- _Exercise_: Select all lines holding the word "spaces" from the entries that follow.

:: Exercise materials ::

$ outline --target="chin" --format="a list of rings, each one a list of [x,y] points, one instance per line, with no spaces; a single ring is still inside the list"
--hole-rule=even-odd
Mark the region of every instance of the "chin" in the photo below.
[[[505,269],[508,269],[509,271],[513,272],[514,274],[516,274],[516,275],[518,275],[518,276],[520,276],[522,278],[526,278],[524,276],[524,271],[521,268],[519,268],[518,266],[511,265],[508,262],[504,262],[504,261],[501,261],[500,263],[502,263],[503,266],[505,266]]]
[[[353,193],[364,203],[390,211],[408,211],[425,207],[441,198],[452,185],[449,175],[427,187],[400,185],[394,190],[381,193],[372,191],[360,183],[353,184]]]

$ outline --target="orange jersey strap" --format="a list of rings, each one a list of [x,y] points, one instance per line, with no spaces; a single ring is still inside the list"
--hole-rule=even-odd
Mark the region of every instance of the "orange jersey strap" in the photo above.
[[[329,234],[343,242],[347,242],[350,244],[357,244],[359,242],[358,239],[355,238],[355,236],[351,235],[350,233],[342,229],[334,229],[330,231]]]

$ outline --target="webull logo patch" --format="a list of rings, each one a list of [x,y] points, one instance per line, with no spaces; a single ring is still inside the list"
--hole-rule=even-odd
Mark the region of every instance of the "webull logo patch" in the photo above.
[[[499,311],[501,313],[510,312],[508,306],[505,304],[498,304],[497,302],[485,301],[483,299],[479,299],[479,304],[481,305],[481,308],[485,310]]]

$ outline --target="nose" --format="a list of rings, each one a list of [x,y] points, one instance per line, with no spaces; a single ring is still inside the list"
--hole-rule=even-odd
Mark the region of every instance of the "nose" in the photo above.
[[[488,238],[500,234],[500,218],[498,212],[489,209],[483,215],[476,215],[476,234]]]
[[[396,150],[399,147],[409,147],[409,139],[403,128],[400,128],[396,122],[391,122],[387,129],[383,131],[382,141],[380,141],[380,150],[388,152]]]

:::

- _Result for this task_:
$ outline --target="chin" --format="a list of rings, each one a list of [x,y] points, one instance per line, with no spaces; a single ring is still inside the list"
$ outline --target="orange jersey strap" --format="a list of rings, each one a list of [x,y] points, one instance per line, with no spaces; a single ring is still inside the list"
$ outline --target="webull logo patch" --format="a list of rings, each one a list of [x,y] points, one instance per line, with no spaces; a single ring is still inside the list"
$ outline --target="nose" --format="a list of rings, each one a list of [x,y] points, one instance per line, with no spaces; a single ring is still inside the list"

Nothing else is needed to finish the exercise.